** PROMPT 1 **
Name every kind of collection-related data that the Collection-LLM-RAG project description says is stored in ChromaDB.
** PROMPT 2 **
In the Collection-LLM-RAG description, recast the paragraph beginning "At its core, Collection-LLM-RAG empowers users" as a short bulleted list that keeps its main facts.

** DOCUMENT SEGMENT **
Collection-LLM-RAG is an project that fuses large language model (LLM) capabilities with retrieval-augmented generation (RAG) techniques.
At its core, Collection-LLM-RAG empowers users to create, manage, and interact with curated collections of documents across various topics. Each collection is a set of webpages or PDF files. By integrating a sophisticated retrieval system, the project allows the LLM to “ground” its responses in actual, domain-specific documents rather than solely relying on its static, pre-trained knowledge. This dynamic augmentation not only boosts the accuracy and relevance of generated outputs but also mitigates common issues like model hallucinations, outdated or incomplete internal knowledge, and the limitations imposed by finite context windows.
- Custom Hybrid Search: A hybrid search that combines semantic and keyword-based approaches to retrieve information relevant to a query. ChromaDB is used to store collection-related data, including embeddings, text content, source names, and source links.
- Reranker: An LLM acts as a judge to sort the retrieved texts according to their relevance to the query.
- 1st Mode: Router-Based Query Engines: In this mode, a router-based query engine processes collections to answer the user's question using data retrieved from one or more collections that have the potential to contain answers.
- 2nd Mode: ReAct – Query Engines & Internet: In this mode, a Reason and Act (ReAct) agent leverages LLM knowledge, collections, and a live internet search tool that retrieves webpages from DuckDuckGo's search results to provide answers.

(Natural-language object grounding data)
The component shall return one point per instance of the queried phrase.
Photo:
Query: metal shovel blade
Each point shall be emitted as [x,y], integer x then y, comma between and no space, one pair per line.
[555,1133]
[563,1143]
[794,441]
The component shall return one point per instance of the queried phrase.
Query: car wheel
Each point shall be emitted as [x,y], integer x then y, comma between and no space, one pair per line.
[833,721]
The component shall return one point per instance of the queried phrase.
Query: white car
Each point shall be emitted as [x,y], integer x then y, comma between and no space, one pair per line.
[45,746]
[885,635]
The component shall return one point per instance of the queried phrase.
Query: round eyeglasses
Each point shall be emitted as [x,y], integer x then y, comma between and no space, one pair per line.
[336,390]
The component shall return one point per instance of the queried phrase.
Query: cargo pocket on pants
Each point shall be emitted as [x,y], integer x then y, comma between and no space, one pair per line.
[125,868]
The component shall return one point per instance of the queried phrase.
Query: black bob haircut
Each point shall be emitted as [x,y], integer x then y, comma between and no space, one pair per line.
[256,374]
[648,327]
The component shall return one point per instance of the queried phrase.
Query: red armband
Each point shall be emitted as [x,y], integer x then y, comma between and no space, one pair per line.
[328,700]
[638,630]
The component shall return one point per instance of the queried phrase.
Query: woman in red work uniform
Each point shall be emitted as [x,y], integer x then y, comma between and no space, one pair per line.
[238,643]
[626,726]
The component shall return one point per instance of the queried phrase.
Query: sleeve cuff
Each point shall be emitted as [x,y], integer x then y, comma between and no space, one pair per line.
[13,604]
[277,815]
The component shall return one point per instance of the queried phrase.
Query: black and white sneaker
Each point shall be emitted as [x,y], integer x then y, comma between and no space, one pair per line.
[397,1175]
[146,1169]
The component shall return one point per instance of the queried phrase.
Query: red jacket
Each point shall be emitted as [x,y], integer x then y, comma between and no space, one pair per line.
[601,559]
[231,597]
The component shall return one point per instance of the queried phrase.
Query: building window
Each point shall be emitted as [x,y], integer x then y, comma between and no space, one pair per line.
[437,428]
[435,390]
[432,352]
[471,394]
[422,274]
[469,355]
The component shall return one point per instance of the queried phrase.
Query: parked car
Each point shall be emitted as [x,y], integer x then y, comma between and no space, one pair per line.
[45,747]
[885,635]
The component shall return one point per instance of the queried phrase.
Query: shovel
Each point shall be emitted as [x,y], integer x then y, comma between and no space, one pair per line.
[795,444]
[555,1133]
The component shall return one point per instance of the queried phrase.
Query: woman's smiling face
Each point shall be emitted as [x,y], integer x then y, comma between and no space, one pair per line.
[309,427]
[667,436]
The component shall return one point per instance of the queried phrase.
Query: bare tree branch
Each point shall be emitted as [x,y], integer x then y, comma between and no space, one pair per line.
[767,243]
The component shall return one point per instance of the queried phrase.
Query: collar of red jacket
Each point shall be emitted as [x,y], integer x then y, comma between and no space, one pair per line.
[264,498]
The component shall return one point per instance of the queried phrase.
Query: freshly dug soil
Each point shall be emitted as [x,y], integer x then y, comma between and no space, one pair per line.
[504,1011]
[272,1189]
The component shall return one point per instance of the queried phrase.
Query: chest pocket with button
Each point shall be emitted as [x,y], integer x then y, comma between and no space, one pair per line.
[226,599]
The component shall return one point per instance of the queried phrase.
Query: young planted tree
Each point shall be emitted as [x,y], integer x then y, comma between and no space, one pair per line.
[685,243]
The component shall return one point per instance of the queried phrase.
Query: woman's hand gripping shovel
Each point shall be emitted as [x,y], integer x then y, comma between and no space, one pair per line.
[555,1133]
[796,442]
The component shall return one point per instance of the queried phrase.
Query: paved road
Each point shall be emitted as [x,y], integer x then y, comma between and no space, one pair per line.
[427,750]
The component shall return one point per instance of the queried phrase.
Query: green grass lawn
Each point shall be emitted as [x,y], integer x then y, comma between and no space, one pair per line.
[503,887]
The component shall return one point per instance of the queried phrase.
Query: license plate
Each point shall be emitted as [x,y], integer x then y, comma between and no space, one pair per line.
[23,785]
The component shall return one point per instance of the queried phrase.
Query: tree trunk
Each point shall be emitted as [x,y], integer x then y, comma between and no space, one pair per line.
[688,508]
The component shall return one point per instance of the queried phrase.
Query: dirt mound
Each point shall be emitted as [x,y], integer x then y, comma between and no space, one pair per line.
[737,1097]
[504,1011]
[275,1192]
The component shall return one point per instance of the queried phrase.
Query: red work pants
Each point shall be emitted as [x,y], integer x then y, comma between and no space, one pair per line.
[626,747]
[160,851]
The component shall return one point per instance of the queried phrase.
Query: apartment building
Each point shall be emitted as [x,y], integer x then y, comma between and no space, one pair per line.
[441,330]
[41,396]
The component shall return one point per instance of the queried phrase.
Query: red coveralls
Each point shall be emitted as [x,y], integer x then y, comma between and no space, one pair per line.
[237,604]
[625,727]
--
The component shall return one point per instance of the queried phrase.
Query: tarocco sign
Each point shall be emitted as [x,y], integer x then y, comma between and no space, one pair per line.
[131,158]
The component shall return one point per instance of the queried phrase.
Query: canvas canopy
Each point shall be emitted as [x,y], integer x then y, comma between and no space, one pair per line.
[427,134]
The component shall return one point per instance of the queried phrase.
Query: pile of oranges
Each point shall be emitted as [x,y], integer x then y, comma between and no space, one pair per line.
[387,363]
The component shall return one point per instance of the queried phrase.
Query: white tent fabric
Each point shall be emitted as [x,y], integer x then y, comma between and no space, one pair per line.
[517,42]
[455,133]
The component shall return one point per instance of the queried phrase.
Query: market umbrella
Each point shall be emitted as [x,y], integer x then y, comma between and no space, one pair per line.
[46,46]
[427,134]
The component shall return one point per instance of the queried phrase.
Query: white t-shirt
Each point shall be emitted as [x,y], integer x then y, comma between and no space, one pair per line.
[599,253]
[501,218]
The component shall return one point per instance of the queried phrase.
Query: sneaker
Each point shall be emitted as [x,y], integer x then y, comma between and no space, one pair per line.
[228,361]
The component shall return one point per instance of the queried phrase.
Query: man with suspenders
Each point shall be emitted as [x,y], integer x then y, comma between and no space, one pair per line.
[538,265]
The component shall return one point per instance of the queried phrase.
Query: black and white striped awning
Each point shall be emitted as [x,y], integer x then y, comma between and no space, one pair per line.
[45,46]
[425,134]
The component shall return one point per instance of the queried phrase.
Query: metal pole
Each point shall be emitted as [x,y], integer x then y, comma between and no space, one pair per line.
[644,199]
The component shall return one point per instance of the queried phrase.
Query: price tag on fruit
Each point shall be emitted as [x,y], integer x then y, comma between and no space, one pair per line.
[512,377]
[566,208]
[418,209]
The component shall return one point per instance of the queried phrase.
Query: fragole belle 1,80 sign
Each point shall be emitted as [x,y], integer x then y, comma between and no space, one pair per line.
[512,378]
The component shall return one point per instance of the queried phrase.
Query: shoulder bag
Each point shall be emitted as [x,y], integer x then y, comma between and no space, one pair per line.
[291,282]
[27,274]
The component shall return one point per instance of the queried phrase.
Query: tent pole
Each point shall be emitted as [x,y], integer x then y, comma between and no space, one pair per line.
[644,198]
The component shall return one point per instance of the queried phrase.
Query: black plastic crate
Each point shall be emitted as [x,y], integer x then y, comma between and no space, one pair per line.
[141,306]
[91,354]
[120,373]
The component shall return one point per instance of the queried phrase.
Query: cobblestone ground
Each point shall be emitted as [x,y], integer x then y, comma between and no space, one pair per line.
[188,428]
...
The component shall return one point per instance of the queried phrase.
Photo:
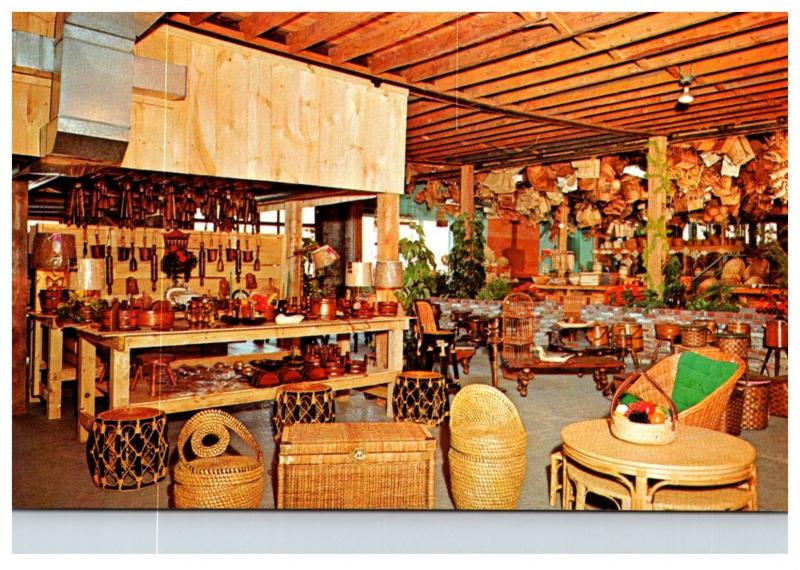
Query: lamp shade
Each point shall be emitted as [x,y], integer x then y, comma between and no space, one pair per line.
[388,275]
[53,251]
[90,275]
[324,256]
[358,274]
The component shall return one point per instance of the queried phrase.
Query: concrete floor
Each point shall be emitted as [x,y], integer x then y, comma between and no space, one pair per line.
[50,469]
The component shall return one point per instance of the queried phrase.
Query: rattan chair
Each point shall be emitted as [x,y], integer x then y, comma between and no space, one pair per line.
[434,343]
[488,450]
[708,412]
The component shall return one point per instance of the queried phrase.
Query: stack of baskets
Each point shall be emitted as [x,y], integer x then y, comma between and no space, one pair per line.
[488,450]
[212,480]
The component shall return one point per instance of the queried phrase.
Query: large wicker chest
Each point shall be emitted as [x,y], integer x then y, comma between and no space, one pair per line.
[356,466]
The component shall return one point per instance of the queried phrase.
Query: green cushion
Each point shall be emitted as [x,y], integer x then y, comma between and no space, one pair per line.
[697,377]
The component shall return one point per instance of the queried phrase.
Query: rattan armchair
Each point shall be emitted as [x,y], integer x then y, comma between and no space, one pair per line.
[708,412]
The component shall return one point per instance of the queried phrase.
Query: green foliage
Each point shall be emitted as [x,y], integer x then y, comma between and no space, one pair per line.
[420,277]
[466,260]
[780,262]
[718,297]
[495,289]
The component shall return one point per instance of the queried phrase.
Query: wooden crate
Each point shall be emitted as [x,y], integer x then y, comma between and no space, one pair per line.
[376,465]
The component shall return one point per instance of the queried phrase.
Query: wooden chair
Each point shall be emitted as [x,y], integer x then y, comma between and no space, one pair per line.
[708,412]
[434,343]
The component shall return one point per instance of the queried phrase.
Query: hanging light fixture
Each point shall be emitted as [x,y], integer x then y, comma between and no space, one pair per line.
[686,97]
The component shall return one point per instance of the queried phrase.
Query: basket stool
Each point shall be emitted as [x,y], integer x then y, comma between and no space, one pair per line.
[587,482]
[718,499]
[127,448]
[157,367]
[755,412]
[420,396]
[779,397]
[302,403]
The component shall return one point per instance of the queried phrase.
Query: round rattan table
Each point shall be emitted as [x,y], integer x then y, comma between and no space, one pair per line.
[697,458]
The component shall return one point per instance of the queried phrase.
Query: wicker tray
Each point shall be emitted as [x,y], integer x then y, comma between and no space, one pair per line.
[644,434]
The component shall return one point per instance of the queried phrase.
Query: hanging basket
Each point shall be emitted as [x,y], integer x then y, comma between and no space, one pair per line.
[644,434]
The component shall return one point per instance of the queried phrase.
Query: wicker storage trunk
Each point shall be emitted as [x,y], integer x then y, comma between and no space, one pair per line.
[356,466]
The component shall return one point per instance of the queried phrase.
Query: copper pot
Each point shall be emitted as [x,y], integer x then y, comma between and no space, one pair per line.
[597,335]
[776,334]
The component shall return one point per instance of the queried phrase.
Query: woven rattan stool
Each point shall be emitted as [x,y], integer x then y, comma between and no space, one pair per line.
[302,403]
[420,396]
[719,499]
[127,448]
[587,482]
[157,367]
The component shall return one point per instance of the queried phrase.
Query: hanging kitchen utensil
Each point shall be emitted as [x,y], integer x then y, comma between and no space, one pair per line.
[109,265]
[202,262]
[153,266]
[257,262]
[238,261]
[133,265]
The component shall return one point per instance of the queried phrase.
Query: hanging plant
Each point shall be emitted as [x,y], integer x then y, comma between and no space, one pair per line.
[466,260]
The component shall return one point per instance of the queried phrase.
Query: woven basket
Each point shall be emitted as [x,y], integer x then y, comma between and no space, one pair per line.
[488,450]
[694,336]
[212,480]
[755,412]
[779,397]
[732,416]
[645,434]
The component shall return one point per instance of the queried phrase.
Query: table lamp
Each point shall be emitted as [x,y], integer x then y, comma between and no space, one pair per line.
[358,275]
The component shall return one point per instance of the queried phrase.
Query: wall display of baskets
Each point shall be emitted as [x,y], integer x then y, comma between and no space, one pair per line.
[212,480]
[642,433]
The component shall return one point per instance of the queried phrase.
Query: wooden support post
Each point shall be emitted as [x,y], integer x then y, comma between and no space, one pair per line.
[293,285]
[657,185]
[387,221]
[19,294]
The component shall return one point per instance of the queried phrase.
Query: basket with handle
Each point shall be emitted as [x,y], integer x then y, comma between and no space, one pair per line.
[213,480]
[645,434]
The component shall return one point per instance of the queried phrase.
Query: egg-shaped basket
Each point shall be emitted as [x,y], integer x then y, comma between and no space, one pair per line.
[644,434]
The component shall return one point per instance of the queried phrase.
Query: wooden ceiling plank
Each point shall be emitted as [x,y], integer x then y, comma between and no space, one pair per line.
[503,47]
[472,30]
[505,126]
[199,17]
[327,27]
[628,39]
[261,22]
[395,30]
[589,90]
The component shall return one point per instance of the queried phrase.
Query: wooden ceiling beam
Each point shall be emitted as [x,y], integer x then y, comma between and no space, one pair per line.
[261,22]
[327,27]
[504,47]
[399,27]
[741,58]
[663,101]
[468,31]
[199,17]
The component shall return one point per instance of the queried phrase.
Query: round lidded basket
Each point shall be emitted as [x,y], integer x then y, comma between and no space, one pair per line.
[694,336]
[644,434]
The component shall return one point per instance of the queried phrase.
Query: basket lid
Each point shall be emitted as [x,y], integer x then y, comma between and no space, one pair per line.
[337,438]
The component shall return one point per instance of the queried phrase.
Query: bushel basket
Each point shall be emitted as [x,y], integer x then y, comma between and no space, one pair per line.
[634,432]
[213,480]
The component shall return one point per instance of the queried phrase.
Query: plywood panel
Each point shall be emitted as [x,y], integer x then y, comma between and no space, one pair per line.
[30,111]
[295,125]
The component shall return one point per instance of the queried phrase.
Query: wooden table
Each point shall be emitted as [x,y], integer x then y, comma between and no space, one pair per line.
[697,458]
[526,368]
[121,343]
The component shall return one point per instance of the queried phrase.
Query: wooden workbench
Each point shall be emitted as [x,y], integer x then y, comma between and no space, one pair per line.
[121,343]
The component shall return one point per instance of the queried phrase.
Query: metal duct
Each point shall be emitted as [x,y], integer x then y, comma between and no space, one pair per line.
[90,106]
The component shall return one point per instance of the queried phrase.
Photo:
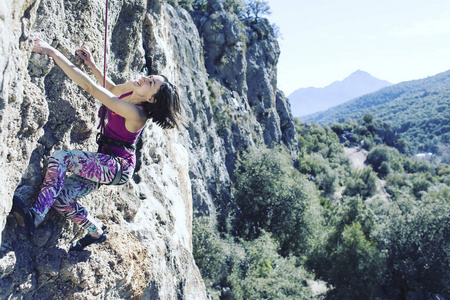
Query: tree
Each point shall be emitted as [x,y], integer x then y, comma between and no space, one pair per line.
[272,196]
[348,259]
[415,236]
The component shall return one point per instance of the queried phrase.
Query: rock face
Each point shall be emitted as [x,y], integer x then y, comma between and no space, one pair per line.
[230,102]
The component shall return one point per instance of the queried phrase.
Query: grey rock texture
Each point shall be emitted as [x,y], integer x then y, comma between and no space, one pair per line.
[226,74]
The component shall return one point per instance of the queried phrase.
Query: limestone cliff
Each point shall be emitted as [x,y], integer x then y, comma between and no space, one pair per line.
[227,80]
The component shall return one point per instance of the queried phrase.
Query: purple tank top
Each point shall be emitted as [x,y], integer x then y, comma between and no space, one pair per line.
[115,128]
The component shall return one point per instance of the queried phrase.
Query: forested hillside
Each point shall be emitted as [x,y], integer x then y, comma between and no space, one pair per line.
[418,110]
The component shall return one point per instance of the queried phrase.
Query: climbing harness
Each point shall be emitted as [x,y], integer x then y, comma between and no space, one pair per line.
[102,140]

** EXERCISE RESULT 1 **
- Embeddings
- Text content
- Source names
- Source links

** EXERCISE RESULT 2 **
- Users can create, manage, and interact with curated document collections on various topics.
- Each collection is a set of webpages or PDF files.
- A retrieval system lets the LLM ground its responses in actual, domain-specific documents instead of relying only on static, pre-trained knowledge.
- This improves the accuracy and relevance of outputs.
- It also mitigates hallucinations, outdated or incomplete internal knowledge, and the limits of finite context windows.